PASSAGE PROVIDED:
======
Normally, NFL players do not make the roster during OTAs and minicamp. They can lose out on a spot due to injury, as we saw happen a couple of years ago when Sean Lee went on IR the first day of the voluntary practices. While injuries can drop a player’s chances, they do not often make a downroster player a near-lock to make the squad. But the bizarre broken elbow suffered by Darren McFadden may have made just that out of sixth- round rookie running back Darius Jackson.
While McFadden is expected to be back sometime during training camp, he may miss out on the early practices in Oxnard while he recovers from surgery. And at the moment, the Cowboys have only three healthy running backs in minicamp, Jackson, presumptive starter Ezekiel Elliott, and Alfred Morris. The only other running back, outside of Rod Smith who is working at converting to fullback, is change-of-pace back Lance Dunbar, whose status to start camp is also in question as he recovers from his own injury.
Suddenly, Jackson has a tremendous opportunity. He has already had some plays in the practices so far that indicate that he is capable both in the every down role and being used the way Dunbar is. He has good speed and seems to have the vision needed to use it effectively. Given that Dallas may need four backs (not counting the fullback) to get through the season with their run-focused offensive plan, Jackson is now a valuable commodity for the team. It is a heady position for a late-round supplemental pick from a small school.
There has always been a perception that Jackson was a better fit for the preferred zone blocking approach of the Cowboys, and now he has the minicamp and however long it may take McFadden and/or Dunbar to come back in Oxnard to solidify that. There is still a real possibility that Dunbar could wind up on PUP to begin the season, which may make Jackson the logical man to take his job if he can continue to demonstrate good ability catching the ball and working in space. And if Jackson can get a firm hold on the third back position during any time missed by McFadden, he may become just too hard to displace.
======
[Data excerpts]
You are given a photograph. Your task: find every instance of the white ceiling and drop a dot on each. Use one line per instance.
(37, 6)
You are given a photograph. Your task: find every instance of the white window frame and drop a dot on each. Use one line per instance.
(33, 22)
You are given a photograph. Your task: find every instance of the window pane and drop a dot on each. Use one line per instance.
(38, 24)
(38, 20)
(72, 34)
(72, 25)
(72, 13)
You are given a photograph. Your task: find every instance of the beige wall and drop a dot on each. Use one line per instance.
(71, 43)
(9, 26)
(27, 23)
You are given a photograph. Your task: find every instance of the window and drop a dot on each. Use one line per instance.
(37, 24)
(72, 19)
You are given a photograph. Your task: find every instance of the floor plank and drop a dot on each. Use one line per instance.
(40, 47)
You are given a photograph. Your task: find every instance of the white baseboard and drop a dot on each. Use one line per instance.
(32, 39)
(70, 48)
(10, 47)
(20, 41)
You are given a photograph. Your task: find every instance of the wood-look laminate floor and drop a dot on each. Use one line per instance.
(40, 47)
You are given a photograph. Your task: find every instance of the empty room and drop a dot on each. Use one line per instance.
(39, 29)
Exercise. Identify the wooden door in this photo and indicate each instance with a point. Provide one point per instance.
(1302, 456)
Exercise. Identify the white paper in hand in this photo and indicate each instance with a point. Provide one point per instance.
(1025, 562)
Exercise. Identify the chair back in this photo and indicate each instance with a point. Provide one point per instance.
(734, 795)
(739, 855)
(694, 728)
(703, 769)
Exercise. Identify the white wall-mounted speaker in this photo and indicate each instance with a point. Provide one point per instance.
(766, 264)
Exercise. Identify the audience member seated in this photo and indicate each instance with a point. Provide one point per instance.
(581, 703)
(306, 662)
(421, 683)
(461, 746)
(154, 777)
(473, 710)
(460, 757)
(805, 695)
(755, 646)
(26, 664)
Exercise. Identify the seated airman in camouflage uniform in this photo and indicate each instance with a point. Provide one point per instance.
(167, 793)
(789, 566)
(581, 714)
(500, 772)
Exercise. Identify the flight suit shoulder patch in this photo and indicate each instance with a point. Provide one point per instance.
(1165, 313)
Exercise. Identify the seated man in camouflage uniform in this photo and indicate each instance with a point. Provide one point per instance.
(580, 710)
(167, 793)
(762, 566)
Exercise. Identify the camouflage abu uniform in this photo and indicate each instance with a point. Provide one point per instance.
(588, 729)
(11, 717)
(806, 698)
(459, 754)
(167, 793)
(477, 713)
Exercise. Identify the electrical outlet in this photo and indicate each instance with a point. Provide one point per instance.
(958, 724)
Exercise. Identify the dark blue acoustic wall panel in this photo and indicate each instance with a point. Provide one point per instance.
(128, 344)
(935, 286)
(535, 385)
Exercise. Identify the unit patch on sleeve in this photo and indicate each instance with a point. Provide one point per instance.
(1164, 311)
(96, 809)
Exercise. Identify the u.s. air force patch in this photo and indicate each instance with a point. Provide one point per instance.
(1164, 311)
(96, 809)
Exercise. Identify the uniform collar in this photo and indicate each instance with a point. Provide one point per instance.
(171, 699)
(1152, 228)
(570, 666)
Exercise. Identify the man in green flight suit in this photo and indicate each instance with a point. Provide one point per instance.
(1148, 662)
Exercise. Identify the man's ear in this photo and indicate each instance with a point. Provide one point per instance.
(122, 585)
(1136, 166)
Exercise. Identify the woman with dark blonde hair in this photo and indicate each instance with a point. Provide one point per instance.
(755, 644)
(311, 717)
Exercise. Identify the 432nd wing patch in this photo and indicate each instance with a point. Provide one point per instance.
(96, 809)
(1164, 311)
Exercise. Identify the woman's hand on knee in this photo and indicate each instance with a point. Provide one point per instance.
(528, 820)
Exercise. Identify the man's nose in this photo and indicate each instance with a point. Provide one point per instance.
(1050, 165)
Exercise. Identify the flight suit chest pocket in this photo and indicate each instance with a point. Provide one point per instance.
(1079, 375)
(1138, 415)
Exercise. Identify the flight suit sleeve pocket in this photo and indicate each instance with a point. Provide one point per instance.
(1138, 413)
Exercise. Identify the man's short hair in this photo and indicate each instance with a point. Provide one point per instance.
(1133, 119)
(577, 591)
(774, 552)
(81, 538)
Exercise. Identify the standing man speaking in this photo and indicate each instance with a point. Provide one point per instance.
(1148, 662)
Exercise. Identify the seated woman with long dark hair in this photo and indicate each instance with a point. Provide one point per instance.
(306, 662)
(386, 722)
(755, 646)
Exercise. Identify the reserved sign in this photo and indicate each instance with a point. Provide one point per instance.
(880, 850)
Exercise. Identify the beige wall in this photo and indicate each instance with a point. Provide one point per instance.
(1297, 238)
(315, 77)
======
ASSIGNED TASK 1: Which NFL players are named in the article about Darius Jackson's roster chances?
ASSIGNED TASK 2: How would you sum up the article about Darius Jackson's roster chances in two sentences?
ASSIGNED TASK 3: Carry the article about Darius Jackson's roster chances on past its final sentence.

FINAL ANSWER 1: Sean Lee, Darren McFadden, Darius Jackson, Ezekiel Elliott, Alfred Morris, Rod Smith, Lance Dunbar

FINAL ANSWER 2: Darren McFadden's broken elbow, along with Lance Dunbar's own injury recovery, has left the Cowboys with only three healthy running backs in minicamp and given sixth-round rookie Darius Jackson a tremendous opportunity to make the squad. Jackson has shown speed, vision and versatility in practice, and if he holds the third back position while McFadden is out, he may become too hard to displace.

FINAL ANSWER 3:
You never really want to see a player ascend at the cost of another being hurt, but that is the way La’el Collins became a starter, filling in for Ron Leary during the games Leary was out after his injury. It is an unfortunate part of the game. Still, it is arguable that Jackson can provide a younger, harder-running alternative to McFadden, which would benefit the Cowboys in the long run. Additionally, the contract situation works in his favor, with McFadden and Dunbar on the last year of their deals and Morris having just been signed for two years. Jackson’s four-year contract is dirt cheap because of his draft position. If he proves to be a capable backup, the team has to think twice about the risk of trying to get him to the practice squad no matter how fast Dunbar and McFadden recover. Dallas pays a lot of attention to the cap, and getting such a bargain (assuming he continues to play well) would bring a smile to Stephen Jones’ face.
As always, he is still going to have to prove himself on the field, especially in the preseason games. But the odds have now shifted dramatically in his favor. Everyone knew that the Cowboys had drafted their starting running back of the future when Elliott was taken four picks into the first round. Now it looks like they just may have gotten his backup deep in the sixth, as well.